- **SOURCE EXCERPT**
====

SPECIFICATION Pressure regulator The present invention relates to the field of automatic regulation and, more particularly, to pressure regulators in pneumatic systems of transport vehicles for maintaining pressure in the air brake systems within preset limits, protecting them against undue pressure rise and pollution, at the same time providing a possibility of bleeding off compressed air, for example for inflation of tyres.

Most successfully the present invention can be used in the pressure regulators ensuring periodic unloading of the compressor and maintaining pressure within the present limits with a certain degree of accuracy, improving their sensitivity and extending their service life.

The essence of the invention lies in that, in the pressure regulator comprising a body communicating with the inlet, outlet and relief passages and incorporating a membrane loaded by a setting spring, said membrane dividing the body into two spaces, viz., an above-membrane space, communicating with the atmosphere and housing the setting spring, and a below-membrane space communicating with the outlet passage which accomodates a rod rigidly connected at one end with the membrane, a piston-type relief valve installed between the inlet and relief passages, a regulating valve connected movably with the rod and putting the head end of the relief valve alternately, in one of the extreme positions of the rod, with atmosphere and, in the other extreme position, with the below-membrane space, and a non-return valve installed in the outlet passage before the point where it communicates with the below-membrane space in the direction of fluid flow, according to the invention, the regulating valve is made in the form of a nozzle located between the below-membrane space and the head end of the piston releif valve and accommodating, with a clearance relative to its walls, the free end of the rod, and a resilient toroidal flap installed with an interference on the circular recess in the rod and communicating, through a radial and an exial channels in the rod with the atmosphere, the flap in one of the extreme positions of the rod bearing against the edge of the nozzle and the face of the recess opposite said edge, communicating the head end of the releif valve with the atmosphere while in the other extreme position of the rod it bears against both faces of the circular recess, putting the head-end space of the relief valve in communication with the below-membrane space.

====

- **PROVIDED MATERIAL**
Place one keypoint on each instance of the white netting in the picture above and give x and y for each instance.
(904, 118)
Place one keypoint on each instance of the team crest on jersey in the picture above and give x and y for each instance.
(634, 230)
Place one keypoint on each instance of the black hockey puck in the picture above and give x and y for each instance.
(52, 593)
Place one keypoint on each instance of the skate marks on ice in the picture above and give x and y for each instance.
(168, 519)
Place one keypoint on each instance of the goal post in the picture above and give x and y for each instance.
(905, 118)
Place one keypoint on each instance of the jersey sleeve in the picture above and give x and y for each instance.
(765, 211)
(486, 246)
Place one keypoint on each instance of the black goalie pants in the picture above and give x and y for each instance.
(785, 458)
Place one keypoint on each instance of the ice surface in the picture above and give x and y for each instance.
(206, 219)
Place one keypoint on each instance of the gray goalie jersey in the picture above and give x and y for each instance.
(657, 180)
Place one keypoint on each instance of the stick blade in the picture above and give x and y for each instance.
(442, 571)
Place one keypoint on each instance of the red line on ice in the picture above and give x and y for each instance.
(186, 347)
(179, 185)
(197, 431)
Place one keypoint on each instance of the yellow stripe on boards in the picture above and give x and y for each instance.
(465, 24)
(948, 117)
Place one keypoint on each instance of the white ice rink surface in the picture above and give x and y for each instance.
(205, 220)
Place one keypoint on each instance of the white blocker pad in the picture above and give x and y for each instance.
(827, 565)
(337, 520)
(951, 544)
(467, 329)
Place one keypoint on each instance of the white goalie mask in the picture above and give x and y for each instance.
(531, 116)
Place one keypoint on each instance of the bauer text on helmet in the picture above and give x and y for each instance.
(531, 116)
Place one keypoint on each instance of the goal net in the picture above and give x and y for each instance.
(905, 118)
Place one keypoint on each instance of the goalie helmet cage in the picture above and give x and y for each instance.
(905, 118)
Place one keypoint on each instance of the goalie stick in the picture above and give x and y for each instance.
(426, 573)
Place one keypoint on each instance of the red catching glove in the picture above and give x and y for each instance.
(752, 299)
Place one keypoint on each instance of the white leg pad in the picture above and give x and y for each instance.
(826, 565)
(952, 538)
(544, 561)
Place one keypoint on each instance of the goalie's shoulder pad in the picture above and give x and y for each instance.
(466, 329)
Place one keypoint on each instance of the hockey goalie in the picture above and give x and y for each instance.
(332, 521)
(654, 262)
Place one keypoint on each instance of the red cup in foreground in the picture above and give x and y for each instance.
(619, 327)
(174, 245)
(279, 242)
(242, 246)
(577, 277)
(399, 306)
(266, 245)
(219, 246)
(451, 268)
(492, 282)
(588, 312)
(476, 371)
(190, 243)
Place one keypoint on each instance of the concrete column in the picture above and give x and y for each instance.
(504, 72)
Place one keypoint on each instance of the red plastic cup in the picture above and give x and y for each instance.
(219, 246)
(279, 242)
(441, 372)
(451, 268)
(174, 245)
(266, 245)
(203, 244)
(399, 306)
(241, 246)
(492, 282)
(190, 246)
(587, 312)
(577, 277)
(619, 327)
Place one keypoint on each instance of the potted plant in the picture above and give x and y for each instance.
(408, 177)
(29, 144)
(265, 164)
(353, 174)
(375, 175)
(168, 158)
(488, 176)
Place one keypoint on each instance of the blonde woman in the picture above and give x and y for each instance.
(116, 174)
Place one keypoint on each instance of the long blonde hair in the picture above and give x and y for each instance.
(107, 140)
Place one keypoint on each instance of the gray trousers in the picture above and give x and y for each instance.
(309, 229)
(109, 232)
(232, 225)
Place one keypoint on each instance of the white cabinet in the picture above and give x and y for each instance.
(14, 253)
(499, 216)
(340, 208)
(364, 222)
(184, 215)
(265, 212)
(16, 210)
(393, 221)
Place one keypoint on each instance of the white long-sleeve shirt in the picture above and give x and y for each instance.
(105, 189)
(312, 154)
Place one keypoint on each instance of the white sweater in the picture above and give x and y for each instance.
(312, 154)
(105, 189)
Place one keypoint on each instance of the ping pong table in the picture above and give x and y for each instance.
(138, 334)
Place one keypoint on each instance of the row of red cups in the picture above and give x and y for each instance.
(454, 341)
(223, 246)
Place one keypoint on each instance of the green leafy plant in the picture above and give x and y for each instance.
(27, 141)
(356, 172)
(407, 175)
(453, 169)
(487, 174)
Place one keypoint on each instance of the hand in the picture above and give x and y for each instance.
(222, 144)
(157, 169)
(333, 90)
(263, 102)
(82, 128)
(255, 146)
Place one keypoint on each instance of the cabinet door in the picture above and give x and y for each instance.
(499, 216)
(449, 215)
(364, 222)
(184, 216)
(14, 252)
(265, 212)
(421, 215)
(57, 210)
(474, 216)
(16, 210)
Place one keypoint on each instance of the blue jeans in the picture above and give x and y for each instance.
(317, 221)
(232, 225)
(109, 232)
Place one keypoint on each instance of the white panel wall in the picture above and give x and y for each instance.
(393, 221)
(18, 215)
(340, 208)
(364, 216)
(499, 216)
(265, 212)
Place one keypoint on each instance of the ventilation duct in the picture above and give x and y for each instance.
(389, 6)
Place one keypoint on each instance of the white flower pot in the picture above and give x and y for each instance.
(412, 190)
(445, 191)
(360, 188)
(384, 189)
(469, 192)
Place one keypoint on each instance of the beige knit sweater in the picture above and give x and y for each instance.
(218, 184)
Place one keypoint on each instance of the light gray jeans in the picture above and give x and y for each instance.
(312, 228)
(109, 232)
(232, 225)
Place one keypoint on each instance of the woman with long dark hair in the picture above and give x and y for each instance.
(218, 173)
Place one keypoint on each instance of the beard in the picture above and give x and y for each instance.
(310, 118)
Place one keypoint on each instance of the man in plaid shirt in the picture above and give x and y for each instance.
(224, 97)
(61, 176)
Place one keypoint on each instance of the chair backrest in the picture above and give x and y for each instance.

====

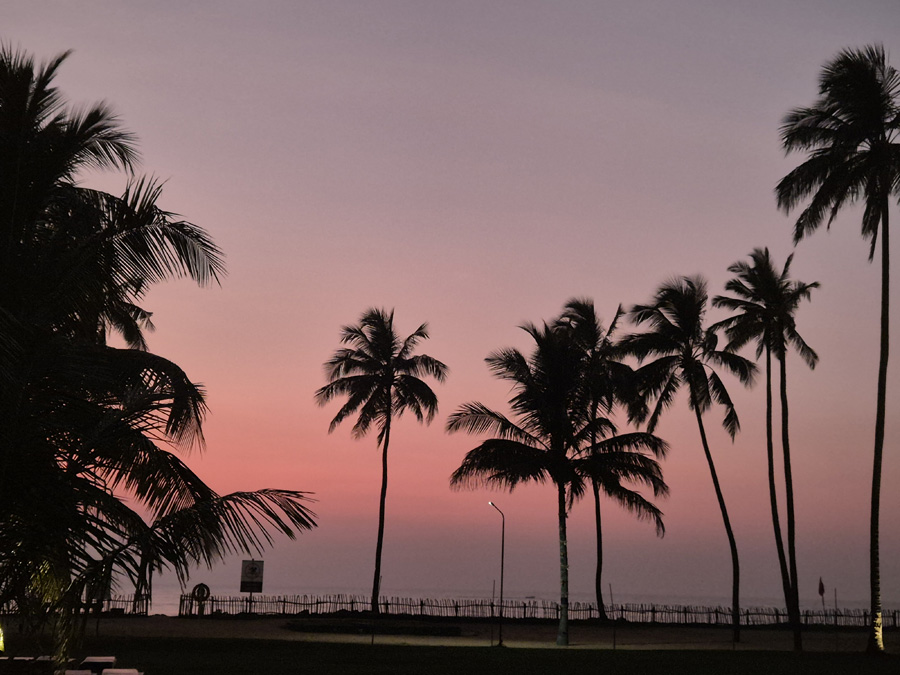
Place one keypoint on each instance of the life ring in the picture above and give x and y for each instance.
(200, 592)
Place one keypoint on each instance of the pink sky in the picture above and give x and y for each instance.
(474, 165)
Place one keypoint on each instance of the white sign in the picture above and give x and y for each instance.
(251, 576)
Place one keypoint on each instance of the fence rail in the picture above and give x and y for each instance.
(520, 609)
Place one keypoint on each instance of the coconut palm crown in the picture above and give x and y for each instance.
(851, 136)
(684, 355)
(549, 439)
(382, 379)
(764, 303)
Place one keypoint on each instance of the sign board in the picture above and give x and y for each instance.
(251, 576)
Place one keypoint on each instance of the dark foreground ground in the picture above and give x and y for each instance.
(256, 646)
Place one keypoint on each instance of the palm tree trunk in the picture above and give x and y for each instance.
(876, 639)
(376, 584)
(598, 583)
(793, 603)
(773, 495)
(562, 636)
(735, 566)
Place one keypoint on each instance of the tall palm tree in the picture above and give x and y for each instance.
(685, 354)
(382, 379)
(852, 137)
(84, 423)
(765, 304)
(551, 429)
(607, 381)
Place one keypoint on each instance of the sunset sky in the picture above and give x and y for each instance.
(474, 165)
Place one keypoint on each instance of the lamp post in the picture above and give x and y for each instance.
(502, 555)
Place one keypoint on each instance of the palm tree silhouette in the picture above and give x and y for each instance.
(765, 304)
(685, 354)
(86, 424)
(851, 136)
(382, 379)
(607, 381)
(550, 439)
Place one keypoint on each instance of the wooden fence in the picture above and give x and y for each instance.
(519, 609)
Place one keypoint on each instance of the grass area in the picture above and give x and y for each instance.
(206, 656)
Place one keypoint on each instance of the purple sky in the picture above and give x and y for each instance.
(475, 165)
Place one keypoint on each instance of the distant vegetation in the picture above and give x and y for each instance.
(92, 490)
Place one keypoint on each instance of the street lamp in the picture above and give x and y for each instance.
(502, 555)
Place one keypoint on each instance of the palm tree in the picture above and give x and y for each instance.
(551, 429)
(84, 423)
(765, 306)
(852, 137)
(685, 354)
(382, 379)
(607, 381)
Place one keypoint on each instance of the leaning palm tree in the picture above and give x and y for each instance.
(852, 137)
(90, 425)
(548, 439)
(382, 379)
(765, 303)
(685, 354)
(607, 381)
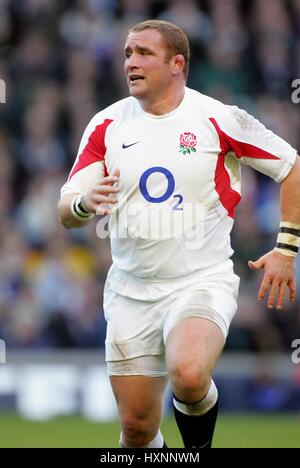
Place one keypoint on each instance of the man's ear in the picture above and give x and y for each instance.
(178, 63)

====

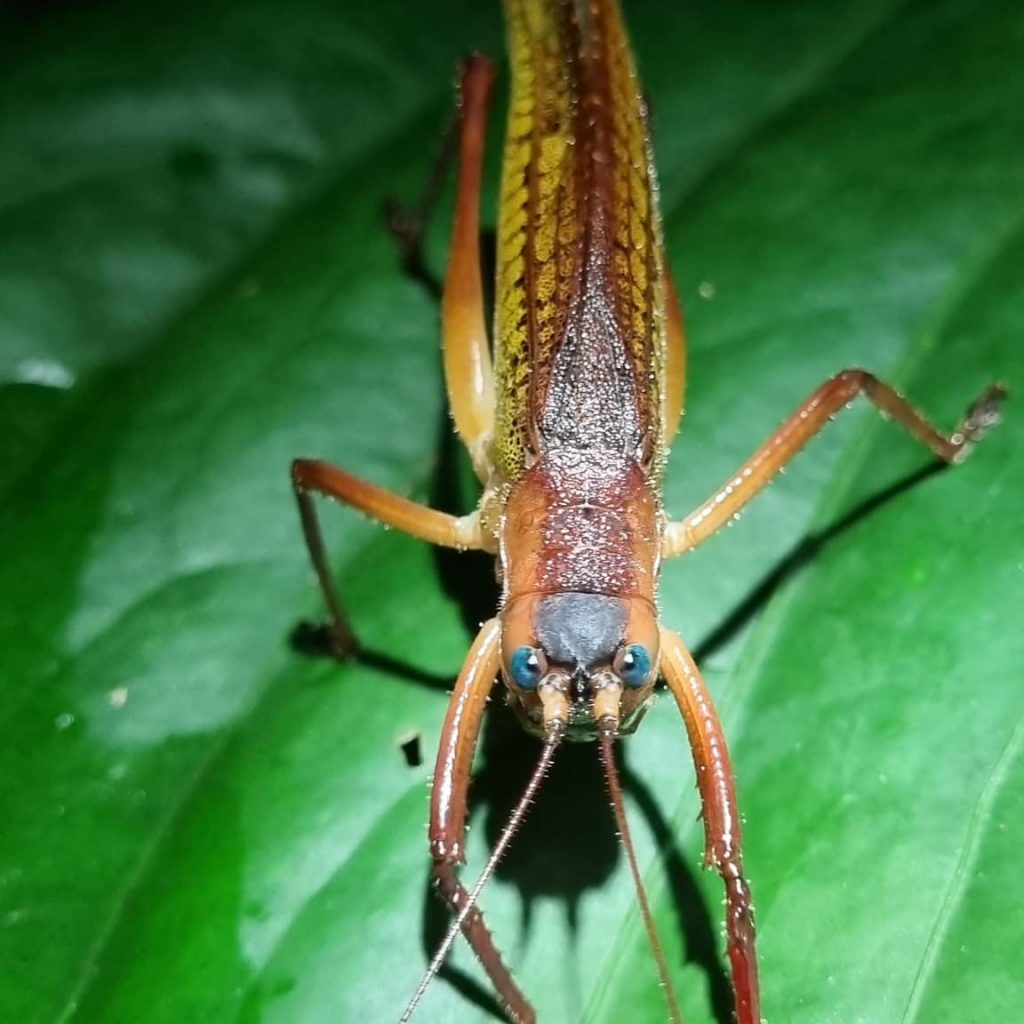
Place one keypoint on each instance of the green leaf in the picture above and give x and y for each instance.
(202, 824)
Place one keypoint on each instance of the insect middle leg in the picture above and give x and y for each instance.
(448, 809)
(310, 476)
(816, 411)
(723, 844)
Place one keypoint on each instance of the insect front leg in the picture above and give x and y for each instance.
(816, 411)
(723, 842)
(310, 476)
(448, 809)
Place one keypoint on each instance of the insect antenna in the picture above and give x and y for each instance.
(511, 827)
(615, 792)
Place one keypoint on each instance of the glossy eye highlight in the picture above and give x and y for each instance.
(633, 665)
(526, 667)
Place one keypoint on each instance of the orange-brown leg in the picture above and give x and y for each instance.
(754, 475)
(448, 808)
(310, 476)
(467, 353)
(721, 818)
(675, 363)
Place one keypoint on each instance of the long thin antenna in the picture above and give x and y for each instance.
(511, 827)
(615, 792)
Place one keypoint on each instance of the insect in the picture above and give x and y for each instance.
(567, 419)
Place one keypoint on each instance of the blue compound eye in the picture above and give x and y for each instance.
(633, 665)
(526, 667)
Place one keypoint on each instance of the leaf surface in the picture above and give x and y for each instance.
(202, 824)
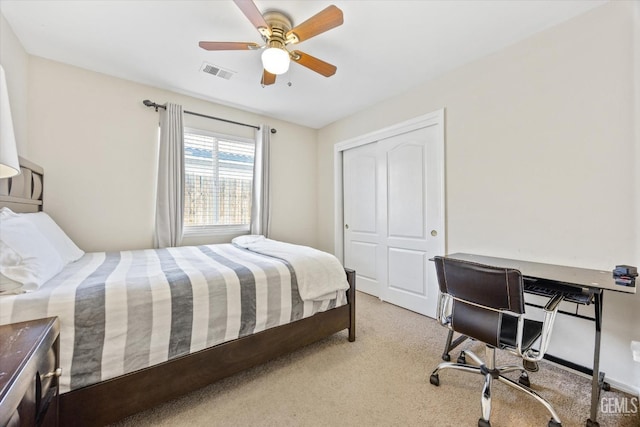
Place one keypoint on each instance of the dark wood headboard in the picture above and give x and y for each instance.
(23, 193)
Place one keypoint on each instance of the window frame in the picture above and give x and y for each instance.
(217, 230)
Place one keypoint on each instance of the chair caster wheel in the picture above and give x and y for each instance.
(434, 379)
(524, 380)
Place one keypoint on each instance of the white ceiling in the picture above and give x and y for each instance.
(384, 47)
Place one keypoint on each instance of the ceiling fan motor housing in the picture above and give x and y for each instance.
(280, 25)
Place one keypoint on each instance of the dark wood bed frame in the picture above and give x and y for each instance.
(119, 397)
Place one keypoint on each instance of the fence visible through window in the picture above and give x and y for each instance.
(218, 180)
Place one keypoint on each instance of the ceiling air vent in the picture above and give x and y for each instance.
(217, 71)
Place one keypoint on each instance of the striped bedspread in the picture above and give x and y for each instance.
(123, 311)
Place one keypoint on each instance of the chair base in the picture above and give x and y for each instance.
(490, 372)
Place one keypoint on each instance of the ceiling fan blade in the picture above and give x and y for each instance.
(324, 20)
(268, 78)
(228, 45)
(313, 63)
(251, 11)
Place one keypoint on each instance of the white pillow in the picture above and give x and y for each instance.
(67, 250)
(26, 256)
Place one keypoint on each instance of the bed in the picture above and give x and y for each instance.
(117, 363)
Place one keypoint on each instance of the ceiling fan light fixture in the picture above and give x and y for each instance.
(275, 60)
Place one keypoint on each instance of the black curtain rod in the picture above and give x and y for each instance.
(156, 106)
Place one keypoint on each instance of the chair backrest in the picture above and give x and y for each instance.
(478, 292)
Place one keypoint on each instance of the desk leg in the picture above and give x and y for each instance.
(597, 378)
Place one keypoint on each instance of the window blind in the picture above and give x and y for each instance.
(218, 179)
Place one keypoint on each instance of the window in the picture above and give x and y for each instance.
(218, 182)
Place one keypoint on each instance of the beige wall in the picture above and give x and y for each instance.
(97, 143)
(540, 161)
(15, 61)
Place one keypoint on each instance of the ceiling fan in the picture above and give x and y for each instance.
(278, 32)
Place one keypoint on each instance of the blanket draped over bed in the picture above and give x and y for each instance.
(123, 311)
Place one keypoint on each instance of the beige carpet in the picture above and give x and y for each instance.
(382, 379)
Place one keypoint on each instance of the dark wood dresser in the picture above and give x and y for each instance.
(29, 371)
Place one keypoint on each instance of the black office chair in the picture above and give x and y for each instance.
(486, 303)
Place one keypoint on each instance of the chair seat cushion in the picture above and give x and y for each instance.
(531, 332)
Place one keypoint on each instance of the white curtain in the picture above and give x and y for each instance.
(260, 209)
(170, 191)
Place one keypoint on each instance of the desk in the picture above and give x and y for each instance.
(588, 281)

====

- **DESCRIPTION OF THE TASK**
Do the statements below agree with the pressure regulator specification? For each, answer yes or no and quote the deciding words from the specification.
1. The setting spring is housed in the space below the membrane.
2. The resilient toroidal flap is installed with an interference on the circular recess in the rod.
3. The non-return valve is installed in the inlet passage.

- **THE OUTPUT**
1. No: "an above-membrane space, communicating with the atmosphere and housing the setting spring"
2. Yes: "a resilient toroidal flap installed with an interference on the circular recess in the rod"
3. No: "a non-return valve installed in the outlet passage before the point where it communicates with the below-membrane space"